Work to do ->
a) Summarize the DeepSquare architecture page in two sentences.
b) Pick up the DeepSquare architecture page after its last sentence about the supervisor and continue writing it.

Page ->
* start *

The Architecture
The Global Architecture
DeepSquare's global architecture is composed of three layers:
- The User Applications
- The Meta-Scheduler Smart-Contracts
- The Clusters
See Workflow - Scheduling Architecture for more information.
To avoid repetition with the other documentation, we will focus on the internals of the clusters.
The Cluster Architecture
As you can see, there are many elements, so let's start slowly. We will simply the architecture by roles so that you understand their connections:
- The scheduling components
- The authentication components
- The storage and applications
Simplification: The Scheduling components
The supervisor
First and foremost, the supervisor stands as the central component that serves as the vital link between DeepSquare and your infrastructure. Its role involves interfacing with the Job Definition Service (also referred to as sbatch service) and SLURM.
For those looking to adjust the cluster's capacity or tweak pricing, the supervisor is the component to configure. Additionally, benchmarks are initiated from the supervisor, and its results are submitted to the Meta-Scheduler, facilitating the classification of your cluster.
It's worth noting that the supervisor is the key reward-generating component, akin to a cryptocurrency miner or validator. Given its central role, ensuring the stability of this component is crucial to prevent system crashes.

* end *

Material provided ->
* start *

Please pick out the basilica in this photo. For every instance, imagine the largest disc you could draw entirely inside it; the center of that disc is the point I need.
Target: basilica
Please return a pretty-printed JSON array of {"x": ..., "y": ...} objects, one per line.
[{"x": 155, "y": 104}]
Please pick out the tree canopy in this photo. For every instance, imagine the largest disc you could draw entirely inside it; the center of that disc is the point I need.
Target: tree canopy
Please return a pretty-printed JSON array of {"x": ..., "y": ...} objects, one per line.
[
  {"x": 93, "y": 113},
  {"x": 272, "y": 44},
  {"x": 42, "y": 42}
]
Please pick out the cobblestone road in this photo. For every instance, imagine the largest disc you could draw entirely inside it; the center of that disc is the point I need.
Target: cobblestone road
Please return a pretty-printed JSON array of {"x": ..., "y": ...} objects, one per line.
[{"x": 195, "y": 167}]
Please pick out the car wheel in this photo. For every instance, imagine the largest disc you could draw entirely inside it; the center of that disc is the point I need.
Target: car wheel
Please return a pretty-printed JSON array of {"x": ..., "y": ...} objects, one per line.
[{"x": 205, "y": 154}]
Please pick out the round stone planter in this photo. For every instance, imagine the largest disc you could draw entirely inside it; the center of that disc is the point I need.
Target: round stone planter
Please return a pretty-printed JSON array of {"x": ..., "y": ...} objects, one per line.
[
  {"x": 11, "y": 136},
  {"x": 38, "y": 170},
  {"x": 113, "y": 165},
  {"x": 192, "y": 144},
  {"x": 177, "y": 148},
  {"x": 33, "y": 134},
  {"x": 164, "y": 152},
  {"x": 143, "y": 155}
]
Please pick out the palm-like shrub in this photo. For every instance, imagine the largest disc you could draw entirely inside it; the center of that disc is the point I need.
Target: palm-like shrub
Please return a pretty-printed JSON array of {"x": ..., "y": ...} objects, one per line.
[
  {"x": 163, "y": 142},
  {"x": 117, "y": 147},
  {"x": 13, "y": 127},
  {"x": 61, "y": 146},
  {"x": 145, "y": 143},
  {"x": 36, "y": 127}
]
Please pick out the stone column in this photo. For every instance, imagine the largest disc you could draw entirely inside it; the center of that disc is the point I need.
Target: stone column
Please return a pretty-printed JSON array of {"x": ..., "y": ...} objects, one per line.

* end *

Per-task outputs ->
a) DeepSquare's global architecture has three layers (user applications, meta-scheduler smart contracts and clusters), and the page concentrates on the internals of the clusters, sorted by role into scheduling, authentication, and storage and application components. The supervisor is the central scheduling component linking DeepSquare to the infrastructure: it interfaces with the Job Definition Service and SLURM, is where capacity and pricing are configured, starts benchmarks whose results go to the Meta-Scheduler, and generates rewards, so its stability is crucial.

b)
The SLURM scheduler
SLURM is a job scheduling and resource management software. To understand its need, think of these questions:
- "How do I send multiple processes on multiple clusters and monitor them?"
- "How do I limit the resources the launched processes to allow a fair scheduling?"
To answer the first question, usually, you could simply use SSH to launch multiple processes:
# Copy program
scp root@node1 program .
scp root@node2 program .
scp root@node3 program .
# Execute program
ssh root@node1 ./program &
ssh root@node2 ./program &
ssh root@node3 ./program &
To simplify, you could use the pssh
utility to do a parallel SSH, and use a shared storage to share the program:
# Copy program on the Network File System
scp root@node1 program /nfs/program
# Execute program
cat << EOF > ./hostfile
root@node1
root@node2
root@node3
EOF
pssh -h ./hostfile /nfs/program
Well, SLURM is similar. The SLURM Daemon replaces the SSH Server and the pssh
utility is sbatch
.
However, SLURM adds more features to make it friendly to run in a HPC infrastructure:
- Scheduling and Queues: Jobs are ordered and follows a scheduling algorithm.
- MPI friendly: Jobs are given additional environment variables so that it is easy to use MPI (task ID, CPU binding).
Because of that, we need a service that processes requests: the SLURM controller.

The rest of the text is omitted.